To those suffering from either anxiety or depression, there’s a definite difference in symptoms. But what about the physiology of both conditions? Are there differences between the two in cause and treatment?
Anxiety and depression aren’t completely separate entities. In fact, according to the Anxiety and Depression Association of America, nearly half of those diagnosed with depression are also diagnosed with an anxiety disorder. But it’s important to note that anxiety and depression each have their own sets of causes, symptoms, and treatments, even though in some cases they overlap. Broken down by symptoms, cause, and treatment, here are some key differences between the two diagnoses.
Symptoms of Anxiety and Depression
Often the confusion between anxiety and depression lies in the symptoms. Clinically depressed people can exhibit signs of anxiousness, which can lead to patient confusion. When many people think of depression, they automatically envision someone who is lethargic and sad, but a depressed person can experience a variety of emotions. Often someone who is depressed feels hopeless and overwhelmed, and anxiety can certainly go hand-in-hand with that feeling.
Whereas depression may leave a patient feeling overwhelmingly sad, anxiety can manifest in a variety of symptoms, including chest tightness, difficulty breathing, nausea, or a “panic attack” feeling. While anxiety is something almost everyone will experience at some point, a true anxiety attack can be debilitating, especially if they happen frequently.
Tracing the Cause
Both anxiety and depression can be traced back to a chemical imbalance, there can be environmental causes, as well. Both depression and anxiety can be traced back to a trauma during the course of a sufferer’s life, with abuse named as a primary inciting factor for both conditions.

→ DATASET
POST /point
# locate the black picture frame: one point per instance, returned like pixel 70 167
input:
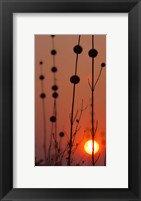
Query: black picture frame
pixel 7 8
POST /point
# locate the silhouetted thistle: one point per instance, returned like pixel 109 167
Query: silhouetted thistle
pixel 74 80
pixel 77 49
pixel 41 62
pixel 61 134
pixel 55 95
pixel 53 119
pixel 54 87
pixel 103 64
pixel 93 53
pixel 53 52
pixel 41 77
pixel 54 69
pixel 42 95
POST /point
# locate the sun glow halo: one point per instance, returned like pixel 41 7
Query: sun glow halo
pixel 88 147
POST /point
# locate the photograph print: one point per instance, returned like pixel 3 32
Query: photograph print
pixel 70 100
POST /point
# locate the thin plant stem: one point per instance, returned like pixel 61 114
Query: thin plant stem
pixel 92 90
pixel 72 111
pixel 44 118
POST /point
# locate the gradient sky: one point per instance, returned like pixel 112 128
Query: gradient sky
pixel 65 62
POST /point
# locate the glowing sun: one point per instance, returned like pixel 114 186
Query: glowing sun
pixel 88 147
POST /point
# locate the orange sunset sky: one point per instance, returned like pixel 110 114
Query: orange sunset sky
pixel 65 62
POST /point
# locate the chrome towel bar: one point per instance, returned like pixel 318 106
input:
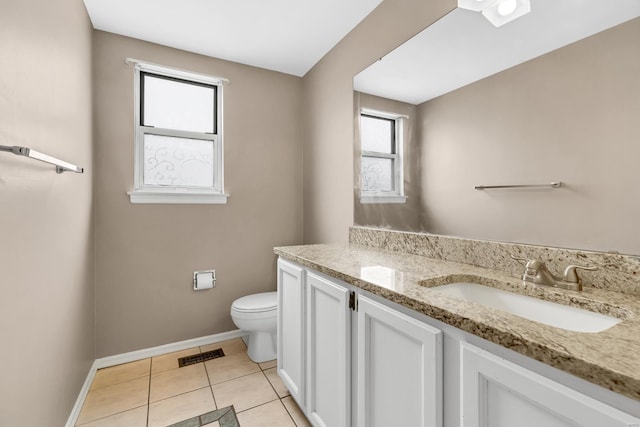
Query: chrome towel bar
pixel 553 184
pixel 61 166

→ TASK PROMPT
Reproduce the passage of the anxiety and depression text above, beginning at the words "Whereas depression may" and stopping after the words "they happen frequently.".

→ SOLUTION TO THE PROBLEM
Whereas depression may leave a patient feeling overwhelmingly sad, anxiety can manifest in a variety of symptoms, including chest tightness, difficulty breathing, nausea, or a “panic attack” feeling. While anxiety is something almost everyone will experience at some point, a true anxiety attack can be debilitating, especially if they happen frequently.